(Raw data):
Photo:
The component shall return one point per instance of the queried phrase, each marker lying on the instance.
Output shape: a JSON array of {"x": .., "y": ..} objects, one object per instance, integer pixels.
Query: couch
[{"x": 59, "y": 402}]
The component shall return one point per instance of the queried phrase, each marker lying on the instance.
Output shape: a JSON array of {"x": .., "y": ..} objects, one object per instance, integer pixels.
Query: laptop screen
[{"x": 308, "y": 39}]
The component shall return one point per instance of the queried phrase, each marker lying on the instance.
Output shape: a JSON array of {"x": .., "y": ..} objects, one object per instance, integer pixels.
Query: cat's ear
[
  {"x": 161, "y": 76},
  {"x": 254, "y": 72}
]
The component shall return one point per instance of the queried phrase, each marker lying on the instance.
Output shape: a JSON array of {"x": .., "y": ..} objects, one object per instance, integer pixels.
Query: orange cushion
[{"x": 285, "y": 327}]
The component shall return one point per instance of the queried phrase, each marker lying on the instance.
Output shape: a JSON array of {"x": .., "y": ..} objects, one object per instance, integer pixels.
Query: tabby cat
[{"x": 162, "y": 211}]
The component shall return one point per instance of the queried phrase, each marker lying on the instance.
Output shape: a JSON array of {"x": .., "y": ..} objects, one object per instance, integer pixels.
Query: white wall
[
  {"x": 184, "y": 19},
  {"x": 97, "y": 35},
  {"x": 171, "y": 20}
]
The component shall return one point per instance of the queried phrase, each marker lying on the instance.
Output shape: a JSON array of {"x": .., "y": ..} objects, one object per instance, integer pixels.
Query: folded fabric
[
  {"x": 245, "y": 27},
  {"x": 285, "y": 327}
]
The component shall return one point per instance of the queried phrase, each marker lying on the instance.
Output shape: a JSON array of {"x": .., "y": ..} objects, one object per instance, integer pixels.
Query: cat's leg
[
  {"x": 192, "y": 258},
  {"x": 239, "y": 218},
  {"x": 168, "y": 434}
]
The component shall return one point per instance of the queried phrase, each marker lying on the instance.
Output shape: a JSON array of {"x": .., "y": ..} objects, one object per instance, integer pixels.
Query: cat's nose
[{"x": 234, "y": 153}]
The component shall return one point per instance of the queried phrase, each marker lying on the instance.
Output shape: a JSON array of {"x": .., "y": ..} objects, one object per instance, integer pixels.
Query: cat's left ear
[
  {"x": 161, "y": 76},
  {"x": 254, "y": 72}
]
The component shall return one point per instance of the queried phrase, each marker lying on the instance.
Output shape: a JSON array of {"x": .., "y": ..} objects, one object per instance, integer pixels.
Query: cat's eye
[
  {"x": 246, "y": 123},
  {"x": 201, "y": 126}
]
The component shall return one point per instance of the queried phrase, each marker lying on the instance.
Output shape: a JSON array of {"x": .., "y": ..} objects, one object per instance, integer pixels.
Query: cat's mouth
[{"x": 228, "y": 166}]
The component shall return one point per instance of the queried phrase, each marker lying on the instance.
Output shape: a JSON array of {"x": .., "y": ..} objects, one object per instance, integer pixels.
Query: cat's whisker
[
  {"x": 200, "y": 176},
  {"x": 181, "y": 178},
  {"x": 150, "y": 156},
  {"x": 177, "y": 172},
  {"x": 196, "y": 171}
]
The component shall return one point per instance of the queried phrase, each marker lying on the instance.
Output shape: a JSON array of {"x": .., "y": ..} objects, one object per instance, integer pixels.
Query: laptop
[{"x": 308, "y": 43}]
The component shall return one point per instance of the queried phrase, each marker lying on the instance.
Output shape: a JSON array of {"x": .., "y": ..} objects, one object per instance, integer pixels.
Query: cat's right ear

(Assignment): Every entry should be printed again exactly as it stands.

(Task result):
Photo:
The component shall return one point per instance of the queried phrase, each marker lying on the instance.
Output shape: a JSON array of {"x": .., "y": ..} objects, one object per instance, integer pixels.
Query: couch
[{"x": 59, "y": 402}]
The component shall return one point per instance of the queried phrase, each marker lying on the instance.
Output shape: a JSON array of {"x": .., "y": ..} objects, one object per instance, integer pixels.
Query: laptop screen
[{"x": 308, "y": 39}]
The component shall return one point per instance of the queried phrase, each marker lying on the instance.
Output shape: a JSON array of {"x": .., "y": ..} objects, one object per instance, integer pixels.
Query: cat's ear
[
  {"x": 161, "y": 76},
  {"x": 254, "y": 72}
]
The component shall return one point per instance of the queried phrase, each marker lying on the instance.
Output shape: a JSON array of {"x": .., "y": ..} objects, one object per instance, integer pixels.
Query: orange cushion
[{"x": 285, "y": 327}]
The component shall return one point per instance of the queried phrase, each marker lying on the instance.
Output shape: a JSON array of {"x": .., "y": ..} objects, one object per instance, integer pixels.
Query: tabby cat
[{"x": 162, "y": 211}]
The component shall return one point per instance of the queried phrase, each marker lying on the instance.
Output shape: a JSON array of {"x": .., "y": ..} objects, one object per instance, integer pixels.
Query: white wall
[
  {"x": 184, "y": 19},
  {"x": 97, "y": 35},
  {"x": 171, "y": 20}
]
The component shall return one point per instance of the queried phrase, each marker lying on the instance.
Output shape: a JSON array of {"x": .., "y": ..} objects, one object per instance, integer pixels.
Query: folded fabric
[
  {"x": 245, "y": 27},
  {"x": 285, "y": 327}
]
The component shall return one point per instance of the queried phrase, each marker lying on the instance.
Output shape: a JSON array of {"x": .., "y": ..} objects, one object per instance, integer pixels.
Query: cat's leg
[
  {"x": 192, "y": 258},
  {"x": 239, "y": 218},
  {"x": 168, "y": 434}
]
The component shall return one point per instance of the queried phrase, each marker lying on the instance.
Output shape: a JSON array of {"x": .., "y": ..} objects, one object per instance, integer pixels.
Query: cat's nose
[{"x": 234, "y": 153}]
The component shall return one point per instance of the queried phrase, each marker lying on the instance.
Output shape: a JSON array of {"x": .., "y": ..} objects, one object per instance, integer pixels.
Query: cat's left ear
[
  {"x": 161, "y": 76},
  {"x": 254, "y": 72}
]
The component shall return one point per instance of the queried phrase, each marker lying on the instance.
Output shape: a JSON array of {"x": .., "y": ..} objects, one object per instance, integer pixels.
Query: cat's eye
[
  {"x": 246, "y": 123},
  {"x": 201, "y": 126}
]
The component shall return one point per instance of the queried phrase, each marker lying on the instance.
Output shape: a JSON array of {"x": .., "y": ..} objects, one object per instance, integer pixels.
Query: cat's mouth
[{"x": 228, "y": 166}]
The component shall return one point per instance of the queried phrase, each marker lying on the instance.
Output shape: a JSON array of {"x": .., "y": ..} objects, one object per instance, integer pixels.
Query: cat's whisker
[
  {"x": 200, "y": 176},
  {"x": 181, "y": 178},
  {"x": 150, "y": 156},
  {"x": 177, "y": 172},
  {"x": 196, "y": 171}
]
The component shall return one point per instance of the queried phrase, each marker lying on the instance.
Output shape: a JSON array of {"x": .., "y": ..} objects, one object per instance, integer pixels.
Query: laptop
[{"x": 308, "y": 43}]
The component shall return one point per instance of the queried phrase, each marker lying on the instance.
Output shape: a JSON array of {"x": .., "y": ..} objects, one object per instance, integer pixels.
Query: cat's right ear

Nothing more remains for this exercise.